- Records to process:
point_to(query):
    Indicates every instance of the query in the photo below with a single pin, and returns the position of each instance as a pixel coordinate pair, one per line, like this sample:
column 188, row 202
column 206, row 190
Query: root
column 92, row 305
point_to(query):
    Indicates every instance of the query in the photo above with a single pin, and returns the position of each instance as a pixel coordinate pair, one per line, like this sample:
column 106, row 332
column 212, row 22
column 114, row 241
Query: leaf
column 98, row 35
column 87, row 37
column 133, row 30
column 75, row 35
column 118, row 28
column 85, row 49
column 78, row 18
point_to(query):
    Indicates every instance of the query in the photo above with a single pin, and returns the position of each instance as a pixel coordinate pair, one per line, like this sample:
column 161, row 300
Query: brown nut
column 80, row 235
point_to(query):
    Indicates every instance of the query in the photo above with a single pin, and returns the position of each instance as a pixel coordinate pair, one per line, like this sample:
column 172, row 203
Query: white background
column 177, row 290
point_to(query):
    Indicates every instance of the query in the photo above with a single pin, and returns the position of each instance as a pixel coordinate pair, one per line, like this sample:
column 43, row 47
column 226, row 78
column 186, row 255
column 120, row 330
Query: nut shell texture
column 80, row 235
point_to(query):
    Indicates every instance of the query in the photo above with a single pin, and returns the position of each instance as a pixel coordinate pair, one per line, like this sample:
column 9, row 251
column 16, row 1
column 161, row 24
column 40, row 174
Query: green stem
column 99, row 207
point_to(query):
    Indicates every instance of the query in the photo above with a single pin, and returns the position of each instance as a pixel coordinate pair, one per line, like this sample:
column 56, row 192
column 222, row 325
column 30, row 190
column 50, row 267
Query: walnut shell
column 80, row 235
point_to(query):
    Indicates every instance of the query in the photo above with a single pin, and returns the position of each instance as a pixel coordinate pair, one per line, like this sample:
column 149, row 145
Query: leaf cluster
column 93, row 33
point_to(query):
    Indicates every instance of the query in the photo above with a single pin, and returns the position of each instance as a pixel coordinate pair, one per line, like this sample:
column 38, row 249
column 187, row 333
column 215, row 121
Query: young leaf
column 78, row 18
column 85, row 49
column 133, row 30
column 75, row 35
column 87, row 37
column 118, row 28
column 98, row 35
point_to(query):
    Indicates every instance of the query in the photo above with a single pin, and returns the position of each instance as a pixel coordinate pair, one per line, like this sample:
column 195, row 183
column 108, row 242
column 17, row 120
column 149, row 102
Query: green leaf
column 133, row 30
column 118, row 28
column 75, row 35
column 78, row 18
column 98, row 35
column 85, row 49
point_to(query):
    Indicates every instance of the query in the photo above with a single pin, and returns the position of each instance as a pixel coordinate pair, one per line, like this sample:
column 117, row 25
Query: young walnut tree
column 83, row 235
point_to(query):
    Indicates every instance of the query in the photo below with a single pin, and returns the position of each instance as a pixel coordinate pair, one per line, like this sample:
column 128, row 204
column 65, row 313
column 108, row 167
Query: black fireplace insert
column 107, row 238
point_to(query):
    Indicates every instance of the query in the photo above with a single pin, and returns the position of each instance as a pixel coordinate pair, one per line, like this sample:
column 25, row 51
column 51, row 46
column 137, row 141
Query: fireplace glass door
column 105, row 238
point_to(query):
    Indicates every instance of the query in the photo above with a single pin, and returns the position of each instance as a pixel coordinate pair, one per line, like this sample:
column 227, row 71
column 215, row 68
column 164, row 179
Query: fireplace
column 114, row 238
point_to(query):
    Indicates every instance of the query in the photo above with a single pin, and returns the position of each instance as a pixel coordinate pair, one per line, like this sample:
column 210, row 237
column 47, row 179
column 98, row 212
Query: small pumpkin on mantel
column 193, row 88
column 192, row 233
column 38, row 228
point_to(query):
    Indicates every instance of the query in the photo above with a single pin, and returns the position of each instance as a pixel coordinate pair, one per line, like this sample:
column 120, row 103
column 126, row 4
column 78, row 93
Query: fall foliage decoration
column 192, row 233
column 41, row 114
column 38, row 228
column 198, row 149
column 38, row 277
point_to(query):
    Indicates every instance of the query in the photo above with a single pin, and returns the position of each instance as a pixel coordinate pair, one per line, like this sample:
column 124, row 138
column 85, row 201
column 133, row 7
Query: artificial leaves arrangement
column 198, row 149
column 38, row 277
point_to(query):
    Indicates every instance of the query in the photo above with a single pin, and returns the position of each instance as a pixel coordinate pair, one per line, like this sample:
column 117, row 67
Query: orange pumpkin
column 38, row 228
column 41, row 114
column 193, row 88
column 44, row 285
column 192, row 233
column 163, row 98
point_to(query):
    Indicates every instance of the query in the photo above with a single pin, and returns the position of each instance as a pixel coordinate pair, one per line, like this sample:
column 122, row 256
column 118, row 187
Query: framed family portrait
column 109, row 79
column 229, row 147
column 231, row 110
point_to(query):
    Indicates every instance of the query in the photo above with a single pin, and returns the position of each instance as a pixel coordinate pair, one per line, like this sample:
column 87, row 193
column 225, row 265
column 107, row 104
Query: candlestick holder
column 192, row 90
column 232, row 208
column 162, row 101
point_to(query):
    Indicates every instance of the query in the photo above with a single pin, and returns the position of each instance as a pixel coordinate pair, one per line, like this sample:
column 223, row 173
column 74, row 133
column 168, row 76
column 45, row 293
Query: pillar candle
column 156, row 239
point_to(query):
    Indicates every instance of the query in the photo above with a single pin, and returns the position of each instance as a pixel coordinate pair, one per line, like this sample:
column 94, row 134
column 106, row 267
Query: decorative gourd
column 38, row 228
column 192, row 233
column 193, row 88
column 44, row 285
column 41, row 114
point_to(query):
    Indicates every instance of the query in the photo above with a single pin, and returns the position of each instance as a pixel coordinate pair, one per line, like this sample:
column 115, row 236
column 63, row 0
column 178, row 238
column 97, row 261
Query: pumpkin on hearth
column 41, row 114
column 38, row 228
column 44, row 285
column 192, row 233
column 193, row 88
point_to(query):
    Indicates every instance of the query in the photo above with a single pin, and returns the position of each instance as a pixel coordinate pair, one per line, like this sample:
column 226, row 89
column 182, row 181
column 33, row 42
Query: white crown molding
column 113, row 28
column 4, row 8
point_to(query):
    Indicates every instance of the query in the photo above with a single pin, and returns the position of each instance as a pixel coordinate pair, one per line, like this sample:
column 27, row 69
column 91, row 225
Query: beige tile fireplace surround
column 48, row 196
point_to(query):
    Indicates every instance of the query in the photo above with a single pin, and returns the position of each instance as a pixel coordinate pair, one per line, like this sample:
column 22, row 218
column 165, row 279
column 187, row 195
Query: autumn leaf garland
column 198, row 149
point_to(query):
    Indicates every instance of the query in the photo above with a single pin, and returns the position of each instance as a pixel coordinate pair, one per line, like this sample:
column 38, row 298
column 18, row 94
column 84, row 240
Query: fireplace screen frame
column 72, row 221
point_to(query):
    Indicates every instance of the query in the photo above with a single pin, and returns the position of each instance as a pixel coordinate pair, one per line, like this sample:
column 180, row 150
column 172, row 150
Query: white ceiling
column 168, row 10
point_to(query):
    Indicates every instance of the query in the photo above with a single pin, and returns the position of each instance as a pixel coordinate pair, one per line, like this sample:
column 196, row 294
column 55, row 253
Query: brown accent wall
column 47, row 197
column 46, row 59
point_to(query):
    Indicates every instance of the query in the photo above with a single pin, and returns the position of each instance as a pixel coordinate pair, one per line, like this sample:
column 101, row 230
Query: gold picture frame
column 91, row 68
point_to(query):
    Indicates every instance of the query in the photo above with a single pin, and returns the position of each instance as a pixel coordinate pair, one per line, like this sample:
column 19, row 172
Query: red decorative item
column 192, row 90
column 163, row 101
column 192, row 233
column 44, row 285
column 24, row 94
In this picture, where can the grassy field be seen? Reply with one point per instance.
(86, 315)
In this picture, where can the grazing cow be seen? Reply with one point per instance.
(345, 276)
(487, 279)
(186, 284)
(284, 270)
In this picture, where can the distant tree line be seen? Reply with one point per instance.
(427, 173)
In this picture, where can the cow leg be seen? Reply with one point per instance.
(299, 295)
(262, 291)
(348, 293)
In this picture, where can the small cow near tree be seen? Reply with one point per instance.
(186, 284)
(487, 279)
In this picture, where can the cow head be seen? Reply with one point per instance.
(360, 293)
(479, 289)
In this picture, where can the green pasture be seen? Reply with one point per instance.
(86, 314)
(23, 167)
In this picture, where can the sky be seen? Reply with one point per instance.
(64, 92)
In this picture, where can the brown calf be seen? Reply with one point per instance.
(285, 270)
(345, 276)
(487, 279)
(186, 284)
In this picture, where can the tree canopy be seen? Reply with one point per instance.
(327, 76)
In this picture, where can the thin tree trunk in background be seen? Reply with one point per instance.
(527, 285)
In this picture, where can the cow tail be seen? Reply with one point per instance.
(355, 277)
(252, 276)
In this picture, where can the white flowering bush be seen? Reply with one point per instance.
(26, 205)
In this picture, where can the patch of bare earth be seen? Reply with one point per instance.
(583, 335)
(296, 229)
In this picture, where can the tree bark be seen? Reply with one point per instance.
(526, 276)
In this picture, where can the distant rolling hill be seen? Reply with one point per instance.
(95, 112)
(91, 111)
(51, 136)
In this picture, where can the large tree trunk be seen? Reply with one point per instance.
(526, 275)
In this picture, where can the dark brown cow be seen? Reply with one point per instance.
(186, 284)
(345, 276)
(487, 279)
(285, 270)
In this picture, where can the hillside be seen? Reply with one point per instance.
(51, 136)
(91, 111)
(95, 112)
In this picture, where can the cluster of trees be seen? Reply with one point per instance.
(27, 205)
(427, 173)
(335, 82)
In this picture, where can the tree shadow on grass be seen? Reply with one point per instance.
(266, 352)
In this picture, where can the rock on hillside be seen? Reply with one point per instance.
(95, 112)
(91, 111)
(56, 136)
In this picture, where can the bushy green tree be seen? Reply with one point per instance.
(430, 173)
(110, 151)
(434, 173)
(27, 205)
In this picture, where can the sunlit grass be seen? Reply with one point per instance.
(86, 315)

- Exercise instructions:
Through the last line of the entries above, beginning at the line containing "In this picture, where can the large", transcribe each line exactly, both ends included and nothing more.

- Solution to the exercise:
In this picture, where can the large tree trunk be seen? Reply with one point per instance.
(526, 275)
In this picture, where can the dark brown cow be seen? Reply with one point per instance.
(186, 284)
(345, 276)
(487, 279)
(285, 270)
In this picture, where can the hillside be seen? Reply with one point per instance.
(51, 136)
(91, 111)
(95, 112)
In this picture, where can the cluster of trees be seen? Reply with one point per instance.
(27, 205)
(427, 173)
(335, 82)
In this picture, where can the tree shadow on grass be seen? Reply with one point per instance.
(266, 352)
In this picture, where can the rock on hillside be seen? Reply with one point per instance.
(95, 112)
(91, 111)
(56, 136)
In this picture, where can the bushy green tree be seen? Reply with one point per instance.
(430, 173)
(110, 151)
(434, 173)
(27, 205)
In this picture, where can the sunlit grass be seen? Reply with one point per instance.
(86, 315)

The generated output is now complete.